Seçilen metin

══════════

Emsal Mahkeme Kararı Bakırköy 1. Fikri ve Sınaî Haklar Hukuk Mahkemesi 2018/137 E. 2019/123 K. 02.04.2019 T.

Görüntülediğiniz mahkeme kararı henüz kesinleşmemiştir. Yararlı olması amacıyla eklenmiştir.

T.C. BAKIRKÖY 1. FİKRİ VE SINAÎ HAKLAR HUKUK MAHKEMESİ

ESAS NO : 2018/137
KARAR NO : 2019/123

DAVA : Marka (Marka Hükümsüzlüğünden Kaynaklanan)
DAVA TARİHİ : 23/03/2018
KARAR TARİHİ : 02/04/2019
KARAR YAZIM TARİHİ : 25/04/2019
Davacı vekili tarafından, davalı aleyhinde açılan davanın, Mahkememizde yapılan açık yargılaması sonunda :
GEREĞİ DÜŞÜNÜLDÜ :
DAVA ; Davacı vekili dava dilekçesi ile, müvekkili firmanın Türkiye’de 316 adet tescilli, yurtdışında ise 2.100’ün üzerinde markası oldğunu, müvekkilinin 2014 yılında ülkemizde en fazla uluslararası marka başvurusu yapan firma olarak TPE tarafından ödüllendirildiğini, müvekkilinin onlarca markasından biri olan ve aynı zamanda ticaret unvanının esas unsuru olan “…” ibaresini de TPE’de tescil ettirmiş olduğunu, müvekkilinin başlıca markalarının “…”, “….”, “….” ve “….” markaları olduğunu, ancak hal böyle iken davalıya ait …. sayılı “….” ibareli marka ile müvekkiline ait markaların ayırt edilemeyecek kadar benzer olduğunu, davalı markasının müvekkili markası ile iltibas yarattığını, hem müvekkiline ait markanın, hem de davalıya ait markanın esas unsurunun “….” ibaresi olduğunu ve davalı markasına eklenen “…” ve “….” ibarelerinin markaya ayırt edicilik kazandırmadığını iddia ederek, davalı adına …. sayı ile tescilli “…” ibareli markanın 03, 05 ve 32. sınıflar bakımından tüm etialar yönünden, 35. sınıfta ise kısmen hükümsüzlüğünü ve sicilden terkinini, davalı unvanından “…” ibaresinin terkinini ve hükmün ilanını talep ve dava etmiştir.
CEVAP ; Davalı vekili cevap dilekçesi ile, …. kelimesinin davacı firma aleyhine iltibas oluşturmadığını, Türkçe karşılığı olarak dünya anlamına gelen …. kelimesinin, dünyanın her yerinde ve her sektörde çokça kullanılan bir kelime olduğunu, dava konusu olan ve müvekkili firmanın unvanı içinde geçen …. kelimesinin, davacının markasında bulunan …. kelime ile ne şekil, ne renk, ne punto ve ne de bir başka özellik yönünden benzer olmadığını ve tarafların faaliyet gösterdikleri alanda …. kelimesinin hiçbir özel anlamı ve değeri olmayan, alelade basit bir kelime olduğunu, taraf markalarının ve ticaret unvanlarının iltibas yaratıp yaratmadığı hususunun markaların bütün halinde değerlendirilmesi halinde mümkün olabileceğini ve taleplerin yersiz olduğunu savunarak, davanın reddine karar verilmesini istemiştir.

══════════

Yönerge ve koşullar
Mahkeme kararındaki "CEVAP ; Davalı vekili cevap dilekçesi ile" diye başlayan paragraf, ana bilgileri korunarak madde madde nasıl yazılır?

Veriler

══════════

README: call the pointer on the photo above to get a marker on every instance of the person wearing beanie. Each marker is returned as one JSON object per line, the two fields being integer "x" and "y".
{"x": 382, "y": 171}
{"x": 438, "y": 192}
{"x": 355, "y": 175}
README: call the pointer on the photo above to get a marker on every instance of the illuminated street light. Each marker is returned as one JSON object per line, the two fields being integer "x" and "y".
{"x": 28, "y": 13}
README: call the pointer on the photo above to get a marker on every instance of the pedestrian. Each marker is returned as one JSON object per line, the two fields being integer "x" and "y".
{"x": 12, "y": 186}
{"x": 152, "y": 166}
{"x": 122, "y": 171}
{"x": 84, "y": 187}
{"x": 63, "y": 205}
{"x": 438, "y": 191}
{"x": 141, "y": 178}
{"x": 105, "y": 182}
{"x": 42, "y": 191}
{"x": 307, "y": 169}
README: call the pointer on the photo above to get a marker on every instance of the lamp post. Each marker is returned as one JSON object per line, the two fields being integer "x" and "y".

══════════

Yazılı yanıt
- Davalı vekiline göre söz konusu kelime, davacı firma aleyhine iltibas oluşturmamaktadır.
- Türkçede "dünya" anlamına gelen bu kelime, dünyanın her yerinde ve her sektörde çokça kullanılmaktadır.
- Davalının unvanındaki kelime, davacının markasındaki kelimeye şekil, renk, punto ya da başka bir özellik bakımından benzememektedir.
- Tarafların faaliyet alanında bu kelimenin özel bir anlamı ve değeri yoktur. Kelime alelade ve basittir.
- Markaların ve ticaret unvanlarının iltibas yaratıp yaratmadığı, ancak markalar bütün halinde değerlendirildiğinde belirlenebilir.
- Davalı vekili talepleri yersiz bulmuş ve davanın reddini istemiştir.